The entries below must be retyped in full. Keep every word the same.

===== Task data =====

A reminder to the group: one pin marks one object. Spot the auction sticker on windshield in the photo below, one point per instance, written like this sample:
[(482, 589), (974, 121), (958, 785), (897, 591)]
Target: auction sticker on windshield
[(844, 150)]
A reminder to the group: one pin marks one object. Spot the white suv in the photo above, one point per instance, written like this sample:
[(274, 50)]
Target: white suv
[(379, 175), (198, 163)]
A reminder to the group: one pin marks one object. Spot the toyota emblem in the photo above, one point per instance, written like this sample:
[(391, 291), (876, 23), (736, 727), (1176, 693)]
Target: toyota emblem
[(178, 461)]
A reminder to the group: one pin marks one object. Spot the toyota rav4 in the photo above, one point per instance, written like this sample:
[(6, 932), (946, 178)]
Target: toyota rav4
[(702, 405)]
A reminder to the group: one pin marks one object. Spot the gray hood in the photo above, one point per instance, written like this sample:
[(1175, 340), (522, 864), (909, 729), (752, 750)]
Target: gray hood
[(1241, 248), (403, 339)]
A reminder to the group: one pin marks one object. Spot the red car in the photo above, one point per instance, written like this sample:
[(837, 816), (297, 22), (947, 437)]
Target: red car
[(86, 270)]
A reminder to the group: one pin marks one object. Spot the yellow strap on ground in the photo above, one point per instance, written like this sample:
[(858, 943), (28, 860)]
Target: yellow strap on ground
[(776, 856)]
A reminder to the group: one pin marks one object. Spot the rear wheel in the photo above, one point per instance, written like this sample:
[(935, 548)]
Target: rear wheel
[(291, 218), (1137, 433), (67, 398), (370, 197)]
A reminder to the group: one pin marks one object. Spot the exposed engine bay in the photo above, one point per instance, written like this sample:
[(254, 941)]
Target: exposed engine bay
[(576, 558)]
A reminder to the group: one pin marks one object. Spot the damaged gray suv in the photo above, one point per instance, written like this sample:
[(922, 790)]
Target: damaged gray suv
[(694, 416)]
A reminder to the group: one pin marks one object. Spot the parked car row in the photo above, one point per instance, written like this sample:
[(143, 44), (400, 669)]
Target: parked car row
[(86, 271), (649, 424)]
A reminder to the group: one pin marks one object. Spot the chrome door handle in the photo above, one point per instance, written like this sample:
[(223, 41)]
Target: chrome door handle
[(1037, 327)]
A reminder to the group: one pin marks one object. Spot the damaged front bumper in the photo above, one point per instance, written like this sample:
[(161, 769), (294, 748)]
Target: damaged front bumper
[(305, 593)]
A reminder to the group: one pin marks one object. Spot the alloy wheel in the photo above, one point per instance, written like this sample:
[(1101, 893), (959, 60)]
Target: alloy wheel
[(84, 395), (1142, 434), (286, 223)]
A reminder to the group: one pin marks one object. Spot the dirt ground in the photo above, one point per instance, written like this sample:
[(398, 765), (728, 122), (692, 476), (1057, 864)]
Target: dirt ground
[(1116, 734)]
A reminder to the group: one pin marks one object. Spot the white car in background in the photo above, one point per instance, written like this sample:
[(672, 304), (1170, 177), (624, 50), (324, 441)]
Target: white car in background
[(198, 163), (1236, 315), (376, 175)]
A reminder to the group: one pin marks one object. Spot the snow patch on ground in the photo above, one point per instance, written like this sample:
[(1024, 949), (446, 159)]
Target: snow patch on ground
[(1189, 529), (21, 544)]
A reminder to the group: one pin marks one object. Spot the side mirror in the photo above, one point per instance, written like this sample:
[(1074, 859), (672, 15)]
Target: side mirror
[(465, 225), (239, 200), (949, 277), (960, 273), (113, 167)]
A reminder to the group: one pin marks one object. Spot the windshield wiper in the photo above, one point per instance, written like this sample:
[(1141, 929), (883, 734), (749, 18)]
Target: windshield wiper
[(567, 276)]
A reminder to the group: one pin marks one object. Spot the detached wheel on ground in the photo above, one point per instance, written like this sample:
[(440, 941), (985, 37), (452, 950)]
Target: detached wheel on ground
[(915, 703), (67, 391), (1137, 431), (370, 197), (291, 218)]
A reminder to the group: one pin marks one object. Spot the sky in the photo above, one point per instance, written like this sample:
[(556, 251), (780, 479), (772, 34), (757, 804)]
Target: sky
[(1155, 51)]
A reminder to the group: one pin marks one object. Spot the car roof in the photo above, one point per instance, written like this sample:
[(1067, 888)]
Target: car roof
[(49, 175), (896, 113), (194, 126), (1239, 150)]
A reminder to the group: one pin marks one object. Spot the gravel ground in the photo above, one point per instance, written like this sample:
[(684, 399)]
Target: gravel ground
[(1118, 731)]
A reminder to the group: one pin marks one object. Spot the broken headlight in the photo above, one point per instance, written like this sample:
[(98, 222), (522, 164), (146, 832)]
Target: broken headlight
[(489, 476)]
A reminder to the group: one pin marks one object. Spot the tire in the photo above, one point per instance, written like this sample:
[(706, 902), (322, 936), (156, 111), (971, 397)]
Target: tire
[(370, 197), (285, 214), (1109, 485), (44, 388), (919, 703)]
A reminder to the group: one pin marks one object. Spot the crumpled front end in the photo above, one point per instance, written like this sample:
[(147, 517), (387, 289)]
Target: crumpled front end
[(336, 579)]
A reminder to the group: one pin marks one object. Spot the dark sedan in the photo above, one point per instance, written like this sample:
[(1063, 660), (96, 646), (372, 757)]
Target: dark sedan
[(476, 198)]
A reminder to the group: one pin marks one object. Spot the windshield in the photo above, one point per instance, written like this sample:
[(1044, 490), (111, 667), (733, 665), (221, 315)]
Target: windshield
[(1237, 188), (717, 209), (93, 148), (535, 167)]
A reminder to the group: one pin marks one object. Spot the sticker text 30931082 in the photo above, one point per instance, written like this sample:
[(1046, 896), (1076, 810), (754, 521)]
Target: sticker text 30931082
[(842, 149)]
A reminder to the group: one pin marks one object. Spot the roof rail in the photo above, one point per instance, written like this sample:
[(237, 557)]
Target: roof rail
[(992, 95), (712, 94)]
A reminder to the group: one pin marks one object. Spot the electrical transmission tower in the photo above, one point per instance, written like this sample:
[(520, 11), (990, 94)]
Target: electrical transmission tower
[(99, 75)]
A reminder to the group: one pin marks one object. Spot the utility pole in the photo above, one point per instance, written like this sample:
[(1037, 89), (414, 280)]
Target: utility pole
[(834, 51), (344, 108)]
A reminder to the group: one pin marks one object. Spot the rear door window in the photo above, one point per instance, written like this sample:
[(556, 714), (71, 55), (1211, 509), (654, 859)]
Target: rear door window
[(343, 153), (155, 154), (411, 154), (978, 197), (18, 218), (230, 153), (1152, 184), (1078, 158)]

=====

- _Solution to this exercise_:
A reminder to the group: one pin marks one object. Spot the auction sticker on windshield in the photo below, one point per instance, written like this sample:
[(482, 589), (974, 121), (958, 785), (897, 591)]
Target: auction sticker on windshield
[(844, 150)]
A reminder to the group: one pin marks one object. Spot the white suv in the photo above, one point per instance, written like this sample:
[(274, 50)]
Target: white suv
[(379, 175), (198, 163)]
A reminder to the group: one pin marks one object. Spot the toyota emblem in the photo above, one point per instance, written like this sample:
[(391, 291), (876, 23), (736, 727), (1176, 693)]
Target: toyota emblem
[(178, 461)]
A reminder to the group: one pin marks one object. Spot the toyota rav4 in the photo above, one point per instance, written like this sample:
[(6, 932), (946, 178)]
Target: toyota rav4
[(702, 405)]
A reminder to the group: one pin marks one object. Spot the gray hood in the photo above, one point per instance, written like this sample:
[(1175, 340), (522, 864), (909, 729), (752, 750)]
Target: gray hood
[(1241, 248), (403, 339)]
A reminder to the group: one pin marks one object. Spot the red car in the photo above, one point per instance, written like this sample:
[(837, 816), (297, 22), (947, 437)]
Target: red car
[(86, 270)]
A reminder to the group: one pin marks one object. Spot the yellow strap on ground in the photo above, one point per instance, written like this sample:
[(858, 943), (28, 860)]
Target: yellow strap on ground
[(776, 856)]
A reminder to the group: one pin marks one object. Spot the rear wheel in the photo above, one point per instance, written like this sample:
[(935, 548)]
Target: rear wheel
[(291, 218), (1137, 433), (67, 398), (370, 197)]
A reminder to the group: one pin marks one object. Spot the exposed engine bay in the photo above, one point per instance, written like this sample:
[(254, 941)]
Target: exposed engine bay
[(576, 558)]
A reminder to the group: one pin marks one object. Spot the damaged gray suv in the photo above, one point per instance, written like this sample:
[(922, 790)]
Target: damaged gray suv
[(694, 416)]
A reminder to the group: one pin marks one object. Spot the parked car row in the photo above, one point per instance, written like this sample:
[(143, 44), (400, 669)]
Target: parked car row
[(86, 271), (649, 424)]
A reminder to the group: one pin marks one object. Spot the chrome door handle in the photo above, one point per instance, written like this sample:
[(223, 41)]
Target: chrome door handle
[(1037, 327)]
A reminder to the group: one pin marks one object. Spot the damaged front bumper in the photo above, one point per instance, written like this sample:
[(161, 769), (294, 748)]
Target: damaged front bumper
[(305, 593)]
A reminder to the group: one pin marks one object. Spot the alloy wheel in the photo above, one point per instance, written like this sample:
[(1101, 893), (959, 60)]
Target: alloy wheel
[(84, 395), (1142, 434), (286, 223)]
A reminder to the group: one pin marks one object. Spot the dirt ground in the photo above, one point per instance, written like this sample:
[(398, 765), (728, 122), (692, 476), (1057, 864)]
Target: dirt ground
[(1116, 734)]
A reminder to the group: one pin marks one object. Spot the white car in background in the photo above, one point per instance, written like this sample:
[(672, 304), (1170, 177), (624, 50), (324, 441)]
Target: white car in background
[(198, 163), (1236, 315), (376, 175)]
A reminder to the group: one pin marks one object. Spot the snow patch on ground in the photo above, one point per instance, written like this sample:
[(1024, 949), (446, 159)]
Target: snow patch on ground
[(1189, 529), (21, 544)]
A reminder to the group: one pin marks one object. Spot the side mirror in the photo above, one point per instance, written like this sample:
[(1074, 859), (672, 15)]
Target: side mirror
[(465, 225), (239, 200), (949, 277), (960, 273), (113, 167)]
A reminder to the group: one pin marks one object. Spot the windshield wiper in the photo above, one point per instance, written like this sample:
[(1141, 929), (883, 734), (749, 18)]
Target: windshield wiper
[(567, 276)]
A reminder to the group: one pin marks one object. Spot the detached wheel on ground in the photo above, one point per instance, written like this sample:
[(440, 941), (985, 37), (452, 950)]
Target: detached wheel on ground
[(915, 703), (67, 391), (1137, 431), (370, 197), (291, 218)]
A reminder to the group: one pin marks one object. Spot the sky in the photo above, one point per instance, written like this sample:
[(556, 251), (780, 479), (772, 34), (757, 804)]
Target: sky
[(1155, 51)]
A reminder to the group: one pin marks one object. Spot the car roof in the photo above, one point per instance, written like this sample:
[(1067, 888)]
Target: car roof
[(49, 175), (896, 113), (194, 126), (1239, 150)]
A reminder to the group: one pin marks one object. Spot the gravel ground in the photo above, one point per instance, written like this sample:
[(684, 399)]
Target: gravel ground
[(1118, 731)]
A reminder to the group: one pin marks one object. Spot the broken headlight in the photo above, one point per instance, written like this sample:
[(98, 222), (522, 164), (146, 832)]
Target: broken headlight
[(489, 476)]
A reminder to the group: one pin marks one object. Spot the tire in the photo above, one point per instance, written like this sample:
[(706, 902), (322, 936), (156, 111), (971, 397)]
Target: tire
[(370, 197), (285, 214), (1109, 485), (44, 388), (919, 703)]
A reminder to the group: one pin marks one object. Spot the crumpled front end in the photo above, one point per instance, written like this sample:
[(147, 517), (387, 289)]
Target: crumpled front end
[(336, 579)]
A reminder to the group: one pin marks one object. Spot the dark sedan in the photo above, one point per instance, written like this sample:
[(1063, 660), (96, 646), (372, 757)]
Target: dark sedan
[(476, 198)]
A reminder to the group: one pin marks one object. Spot the windshield in the photo above, one point per instance, written like this sample:
[(1044, 490), (111, 667), (733, 665), (221, 315)]
Target: windshield
[(1237, 188), (717, 209), (93, 148), (535, 167)]
A reminder to the group: one pin marks one object. Spot the sticker text 30931082 in the photo above, one point per instance, written like this sample:
[(1046, 896), (1076, 810), (754, 521)]
Target: sticker text 30931082
[(842, 149)]
A reminder to the group: one pin marks one object. Spot the roof rail in the photo above, one point per instance, written like this sample:
[(237, 557)]
Target: roof rail
[(992, 95), (712, 94)]
A reminder to the group: one pin marks one object. Spot the electrical transmission tower in the photo above, one point per instance, written like this sample:
[(520, 11), (990, 94)]
Target: electrical transmission tower
[(99, 75)]
A reminder to the group: one pin marks one object. Spot the utility pole in the photo above, one point per instance, written like this sample:
[(1037, 89), (414, 280)]
Target: utility pole
[(834, 51), (344, 108)]
A reminder to the group: one pin marks one object. Spot the rear door window in the photo above, one point per instance, written like this sample:
[(556, 714), (71, 55), (1211, 509), (654, 859)]
Target: rear door window
[(343, 153), (155, 154), (411, 154), (978, 197), (18, 218), (230, 153), (1152, 184), (1078, 158)]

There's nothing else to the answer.